### EXTRACT TO READ
>>>

Points needed to unlock more attributes boosts for gear.

Gear is used to improve player's attributes. Each player can only have one gear, and different gears can only be specifically used for certain positions and/or teams. There are several different gear tiers, and the higher the tier, the more attributes it can improve. However, in order to be able to get the attribute boost for higher tier gear, the player needs to score a certain number of points with the player card that the gear is attached to, to be able to unlock all the attribute boosts.

=== Upgrading ===
There are currently 43 different tiers of the player cards, affecting the player's power. When there are several cards of the same tier, the player can choose which player card to upgrade. In order to be able to upgrade the card, they have to have the same star level as the card that is being upgraded. To upgrade the player card, the player can either use two different cards of the same tier and star level, or use the exact same card as the one being upgraded. When a card is being upgraded, the card/s used to upgrade the other card will be deleted, and will no longer be able to be used.

<<<

[Records in a dataset]
>>>

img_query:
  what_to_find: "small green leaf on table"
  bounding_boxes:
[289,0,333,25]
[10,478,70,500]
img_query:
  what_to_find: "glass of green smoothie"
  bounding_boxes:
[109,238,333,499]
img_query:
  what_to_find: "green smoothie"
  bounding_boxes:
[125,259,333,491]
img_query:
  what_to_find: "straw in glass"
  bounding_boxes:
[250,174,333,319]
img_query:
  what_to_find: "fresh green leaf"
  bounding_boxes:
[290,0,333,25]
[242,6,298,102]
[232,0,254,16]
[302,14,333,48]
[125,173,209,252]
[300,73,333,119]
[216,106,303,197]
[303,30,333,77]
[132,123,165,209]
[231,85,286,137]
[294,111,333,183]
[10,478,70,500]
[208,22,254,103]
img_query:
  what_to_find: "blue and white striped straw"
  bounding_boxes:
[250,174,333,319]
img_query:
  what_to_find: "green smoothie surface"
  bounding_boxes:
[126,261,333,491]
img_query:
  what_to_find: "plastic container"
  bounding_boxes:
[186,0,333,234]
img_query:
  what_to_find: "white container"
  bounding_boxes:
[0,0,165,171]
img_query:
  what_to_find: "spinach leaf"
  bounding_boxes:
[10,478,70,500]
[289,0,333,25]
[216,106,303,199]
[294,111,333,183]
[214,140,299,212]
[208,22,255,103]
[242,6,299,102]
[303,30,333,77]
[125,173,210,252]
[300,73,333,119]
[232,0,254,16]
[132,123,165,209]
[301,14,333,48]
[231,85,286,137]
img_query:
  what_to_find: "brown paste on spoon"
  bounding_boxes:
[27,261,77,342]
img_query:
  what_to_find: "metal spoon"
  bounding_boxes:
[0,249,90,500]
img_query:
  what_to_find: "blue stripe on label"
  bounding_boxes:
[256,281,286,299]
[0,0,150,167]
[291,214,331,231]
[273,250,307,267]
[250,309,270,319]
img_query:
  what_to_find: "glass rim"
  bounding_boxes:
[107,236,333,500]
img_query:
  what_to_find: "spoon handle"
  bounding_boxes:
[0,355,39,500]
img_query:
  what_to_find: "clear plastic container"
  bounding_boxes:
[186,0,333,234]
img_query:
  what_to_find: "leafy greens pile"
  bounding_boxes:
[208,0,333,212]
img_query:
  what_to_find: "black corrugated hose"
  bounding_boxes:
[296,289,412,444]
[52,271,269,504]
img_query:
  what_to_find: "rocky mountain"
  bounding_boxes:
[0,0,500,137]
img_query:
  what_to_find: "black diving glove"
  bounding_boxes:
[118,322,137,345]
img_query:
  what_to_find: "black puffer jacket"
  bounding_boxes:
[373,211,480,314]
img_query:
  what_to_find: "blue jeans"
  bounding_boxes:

<<<

### DO THIS
Reproduce the entire passage on gear and player card upgrades word for word.

### WORKED ANSWER
Points needed to unlock more attributes boosts for gear.

Gear is used to improve player's attributes. Each player can only have one gear, and different gears can only be specifically used for certain positions and/or teams. There are several different gear tiers, and the higher the tier, the more attributes it can improve. However, in order to be able to get the attribute boost for higher tier gear, the player needs to score a certain number of points with the player card that the gear is attached to, to be able to unlock all the attribute boosts.

=== Upgrading ===
There are currently 43 different tiers of the player cards, affecting the player's power. When there are several cards of the same tier, the player can choose which player card to upgrade. In order to be able to upgrade the card, they have to have the same star level as the card that is being upgraded. To upgrade the player card, the player can either use two different cards of the same tier and star level, or use the exact same card as the one being upgraded. When a card is being upgraded, the card/s used to upgrade the other card will be deleted, and will no longer be able to be used.